══ Recorded information

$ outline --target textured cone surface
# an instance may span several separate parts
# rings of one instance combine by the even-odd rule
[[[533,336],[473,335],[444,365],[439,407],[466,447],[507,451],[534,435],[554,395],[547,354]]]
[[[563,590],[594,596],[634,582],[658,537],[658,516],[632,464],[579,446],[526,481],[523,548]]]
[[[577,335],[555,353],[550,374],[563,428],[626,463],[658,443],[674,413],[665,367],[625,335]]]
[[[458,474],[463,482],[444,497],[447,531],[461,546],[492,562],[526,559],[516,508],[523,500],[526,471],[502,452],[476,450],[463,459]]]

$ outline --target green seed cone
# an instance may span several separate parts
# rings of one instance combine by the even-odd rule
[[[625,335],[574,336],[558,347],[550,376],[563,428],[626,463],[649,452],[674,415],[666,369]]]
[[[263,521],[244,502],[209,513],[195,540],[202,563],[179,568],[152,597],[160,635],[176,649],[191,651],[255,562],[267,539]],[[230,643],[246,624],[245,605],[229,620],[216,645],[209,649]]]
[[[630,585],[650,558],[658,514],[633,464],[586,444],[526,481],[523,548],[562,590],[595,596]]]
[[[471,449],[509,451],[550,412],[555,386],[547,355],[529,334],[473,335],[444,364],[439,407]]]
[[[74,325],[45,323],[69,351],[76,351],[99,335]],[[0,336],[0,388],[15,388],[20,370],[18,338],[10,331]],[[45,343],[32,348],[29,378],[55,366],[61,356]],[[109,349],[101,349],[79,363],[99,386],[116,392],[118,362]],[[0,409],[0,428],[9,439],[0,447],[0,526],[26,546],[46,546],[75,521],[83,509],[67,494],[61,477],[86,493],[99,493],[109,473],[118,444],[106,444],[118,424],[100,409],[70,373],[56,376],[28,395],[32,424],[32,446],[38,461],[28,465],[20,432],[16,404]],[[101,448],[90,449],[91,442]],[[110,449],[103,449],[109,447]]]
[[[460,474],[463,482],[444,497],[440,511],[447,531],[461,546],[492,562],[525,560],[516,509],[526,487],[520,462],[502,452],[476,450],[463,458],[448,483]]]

════

• Exercise description:
Repeat all entries. Match them exactly.

• Reply to the exercise:
$ outline --target textured cone surface
# an instance may span several separate parts
# rings of one instance combine by the even-odd rule
[[[533,336],[473,335],[444,365],[439,407],[466,447],[507,451],[534,435],[554,395],[547,354]]]
[[[563,590],[594,596],[634,582],[658,537],[658,516],[632,464],[579,446],[526,481],[523,548]]]
[[[577,335],[555,353],[550,374],[563,428],[626,463],[658,443],[674,413],[665,367],[625,335]]]
[[[458,474],[463,482],[444,497],[447,531],[461,546],[492,562],[526,559],[516,508],[523,500],[526,471],[502,452],[476,450],[463,459]]]

$ outline --target green seed cone
# an instance may span several separate parts
# rings of one instance combine by the even-odd rule
[[[625,335],[574,336],[558,347],[550,376],[563,428],[626,463],[649,452],[674,415],[666,369]]]
[[[263,521],[244,502],[209,513],[195,540],[202,563],[179,568],[152,597],[160,635],[176,649],[191,651],[255,562],[267,539]],[[230,643],[246,624],[245,605],[229,620],[216,645],[209,649]]]
[[[630,585],[650,558],[658,514],[633,464],[586,444],[526,481],[523,548],[562,590],[595,596]]]
[[[471,449],[509,451],[550,412],[555,386],[547,355],[529,334],[473,335],[444,364],[439,407]]]
[[[74,325],[45,323],[69,351],[76,351],[99,335]],[[0,336],[0,388],[15,388],[20,370],[18,338],[10,331]],[[45,343],[32,348],[29,378],[55,366],[61,356]],[[109,349],[101,349],[79,363],[99,386],[116,392],[118,362]],[[0,409],[0,428],[9,439],[0,447],[0,526],[26,546],[46,546],[75,521],[83,509],[67,494],[61,477],[86,493],[99,493],[109,473],[118,444],[106,444],[118,424],[100,409],[70,373],[56,376],[28,395],[32,424],[32,446],[38,461],[28,465],[20,432],[16,404]],[[101,448],[90,449],[91,442]],[[110,449],[103,449],[109,447]]]
[[[460,474],[463,482],[444,497],[440,511],[447,531],[461,546],[492,562],[525,560],[516,509],[526,487],[520,462],[502,452],[476,450],[463,458],[448,483]]]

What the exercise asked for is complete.